- [Data for this exercise]
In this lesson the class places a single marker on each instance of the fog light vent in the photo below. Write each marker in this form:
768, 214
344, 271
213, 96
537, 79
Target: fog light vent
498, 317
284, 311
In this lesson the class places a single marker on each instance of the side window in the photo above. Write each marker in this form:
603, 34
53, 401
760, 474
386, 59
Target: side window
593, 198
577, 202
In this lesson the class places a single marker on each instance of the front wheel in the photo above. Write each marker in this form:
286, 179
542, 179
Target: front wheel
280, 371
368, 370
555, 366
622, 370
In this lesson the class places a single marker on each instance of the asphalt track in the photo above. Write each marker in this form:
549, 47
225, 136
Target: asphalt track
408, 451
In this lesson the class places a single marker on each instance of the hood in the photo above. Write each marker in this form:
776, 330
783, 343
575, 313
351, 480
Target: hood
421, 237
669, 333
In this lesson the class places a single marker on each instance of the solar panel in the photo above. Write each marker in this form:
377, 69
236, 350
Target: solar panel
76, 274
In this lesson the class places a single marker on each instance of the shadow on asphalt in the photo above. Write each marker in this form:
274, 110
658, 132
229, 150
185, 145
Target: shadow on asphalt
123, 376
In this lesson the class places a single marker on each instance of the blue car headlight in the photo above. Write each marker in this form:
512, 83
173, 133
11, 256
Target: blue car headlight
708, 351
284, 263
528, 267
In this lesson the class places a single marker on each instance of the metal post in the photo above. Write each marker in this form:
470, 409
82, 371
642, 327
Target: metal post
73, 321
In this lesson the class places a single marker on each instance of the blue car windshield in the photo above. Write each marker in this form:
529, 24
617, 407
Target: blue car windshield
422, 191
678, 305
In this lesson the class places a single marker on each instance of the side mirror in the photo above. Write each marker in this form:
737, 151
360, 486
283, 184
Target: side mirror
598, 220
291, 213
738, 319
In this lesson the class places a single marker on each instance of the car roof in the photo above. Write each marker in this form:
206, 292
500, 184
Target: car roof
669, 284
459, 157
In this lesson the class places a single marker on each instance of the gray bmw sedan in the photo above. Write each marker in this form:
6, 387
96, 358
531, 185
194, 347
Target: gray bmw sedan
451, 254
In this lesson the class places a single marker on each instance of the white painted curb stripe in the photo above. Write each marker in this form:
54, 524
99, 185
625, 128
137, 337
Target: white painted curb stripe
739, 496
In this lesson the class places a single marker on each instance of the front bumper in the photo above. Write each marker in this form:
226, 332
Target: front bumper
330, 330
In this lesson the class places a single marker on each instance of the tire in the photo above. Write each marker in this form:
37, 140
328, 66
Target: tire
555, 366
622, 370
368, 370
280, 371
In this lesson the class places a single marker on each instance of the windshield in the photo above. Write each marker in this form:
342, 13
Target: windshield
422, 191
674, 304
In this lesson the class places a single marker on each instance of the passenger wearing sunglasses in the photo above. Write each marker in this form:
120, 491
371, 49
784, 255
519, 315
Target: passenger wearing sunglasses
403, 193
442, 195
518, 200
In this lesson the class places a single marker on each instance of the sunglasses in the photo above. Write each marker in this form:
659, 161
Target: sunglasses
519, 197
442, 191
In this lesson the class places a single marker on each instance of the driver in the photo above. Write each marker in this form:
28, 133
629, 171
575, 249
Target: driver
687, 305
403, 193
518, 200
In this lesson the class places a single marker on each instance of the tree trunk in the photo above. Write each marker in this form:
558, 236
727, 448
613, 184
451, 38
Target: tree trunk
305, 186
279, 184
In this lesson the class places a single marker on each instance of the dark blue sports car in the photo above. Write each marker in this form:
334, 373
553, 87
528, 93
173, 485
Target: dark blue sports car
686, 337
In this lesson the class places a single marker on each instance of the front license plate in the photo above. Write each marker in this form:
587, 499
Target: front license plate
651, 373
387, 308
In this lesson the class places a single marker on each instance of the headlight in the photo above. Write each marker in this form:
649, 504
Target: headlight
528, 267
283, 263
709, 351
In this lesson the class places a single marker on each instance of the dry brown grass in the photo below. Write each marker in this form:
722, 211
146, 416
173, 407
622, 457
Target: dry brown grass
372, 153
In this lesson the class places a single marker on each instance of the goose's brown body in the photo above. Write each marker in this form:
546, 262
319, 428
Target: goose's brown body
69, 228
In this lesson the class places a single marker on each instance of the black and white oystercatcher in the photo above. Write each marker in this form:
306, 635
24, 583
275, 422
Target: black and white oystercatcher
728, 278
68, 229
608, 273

- [Task details] Rewrite all of the items above, changing every "marker" to "point" and keeping everything else the same.

- [Completed task]
In this lesson the class places a single point on each instance of the fog light vent in the photo below. Write each point in this form:
768, 214
344, 271
213, 96
537, 79
Target: fog light vent
498, 317
284, 311
In this lesson the class places a single point on each instance of the side window in the photo above. Write each point in this form:
603, 34
53, 401
760, 474
386, 59
Target: side window
593, 198
577, 202
In this lesson the class places a single point on each instance of the front wheel in the photo above. Write each point in this form:
286, 179
542, 179
Target: front wheel
280, 371
368, 370
555, 366
622, 370
In this lesson the class places a single point on each instance of the asphalt track in the photo above. Write each point in this form:
549, 47
225, 136
Target: asphalt track
408, 451
In this lesson the class places a single point on each instance of the hood in the photo above. Write each point in this form:
776, 330
783, 343
575, 313
351, 480
Target: hood
421, 237
669, 333
In this lesson the class places a single point on each instance of the solar panel in the photo above. Write each point in this form:
377, 69
236, 350
Target: solar panel
76, 274
In this lesson the class places a single point on each instance of the shadow on asphalt in the photo above. Write each point in this form:
274, 110
658, 132
229, 150
185, 145
Target: shadow on asphalt
123, 376
In this lesson the class places a single point on each instance of the blue car headlight in the photo above. Write each point in this form:
512, 83
173, 133
11, 256
Target: blue car headlight
708, 351
284, 263
528, 267
In this lesson the class places a single point on each instance of the metal post in the photo above. Write each point in this form:
470, 409
82, 371
642, 327
Target: metal post
73, 321
In this lesson the class places a single point on each instance of the blue car windshield in the photo above. Write each point in this form:
529, 24
617, 407
Target: blue car windshield
422, 191
678, 305
In this lesson the class places a single point on each instance of the side mirror in the photo above. Write each point in this form:
737, 151
360, 486
283, 184
Target: side mirror
598, 220
291, 213
738, 319
In this lesson the class places a single point on each instance of the car roof in the photo above. Write each point in this form:
206, 292
500, 184
Target: car roof
669, 284
459, 157
In this lesson the class places a single point on each instance of the gray bmw sedan in the photo above. Write each point in this form:
6, 387
96, 358
531, 185
194, 347
Target: gray bmw sedan
451, 254
In this lesson the class places a single point on each instance of the white painted curb stripe in the photo above. Write each point in this form:
54, 524
99, 185
625, 128
137, 337
Target: white painted curb stripe
739, 496
In this lesson the class places a single point on each instance of the front bumper in the photo above. Write each point in this form:
226, 332
Target: front bumper
330, 330
In this lesson the class places a single point on each instance of the tire in the photo above. Write each point in this form:
37, 140
328, 66
Target: tire
555, 366
622, 370
368, 370
280, 371
In this lesson the class places a single point on each instance of the windshield in the photo above. Write each point in this form:
342, 13
Target: windshield
422, 191
674, 304
In this lesson the class places a single point on each instance of the passenger wearing sunglasses in the photo above. Write each point in this form:
120, 491
371, 49
784, 255
519, 315
Target: passenger wearing sunglasses
403, 193
442, 195
518, 200
In this lesson the class places a single point on each instance of the sunglasses in the photo above. Write each point in this form:
659, 161
Target: sunglasses
519, 197
442, 191
In this lesson the class places a single point on each instance of the driver in the photo above. Write each point in this form:
28, 133
629, 171
575, 249
Target: driver
687, 305
403, 193
518, 200
In this lesson the class places a single point on each instance of the tree trunk in the photo above. Write each point in this form:
558, 236
727, 448
613, 184
451, 38
Target: tree trunk
305, 186
279, 184
In this lesson the class places a single point on each instance of the dark blue sports car in the photo above. Write each point in this form:
334, 373
553, 87
528, 93
173, 485
Target: dark blue sports car
686, 337
In this lesson the class places a single point on each instance of the front license plate in the photo above. Write each point in this form:
587, 499
Target: front license plate
651, 373
387, 308
In this lesson the class places a single point on each instance of the headlight in the photo above. Write each point in this form:
649, 504
Target: headlight
528, 267
283, 263
709, 351
In this lesson the class places a single point on each instance of the dry brown grass in the photo below. Write each point in this form:
722, 211
146, 416
173, 407
622, 457
Target: dry brown grass
372, 153
In this lesson the class places a single point on each instance of the goose's brown body in the photo above. Write each point in this form:
546, 262
319, 428
Target: goose's brown body
69, 228
In this lesson the class places a single point on each instance of the black and white oystercatcher in the photo above. Write each point in this form:
306, 635
24, 583
275, 422
Target: black and white oystercatcher
728, 278
68, 229
608, 273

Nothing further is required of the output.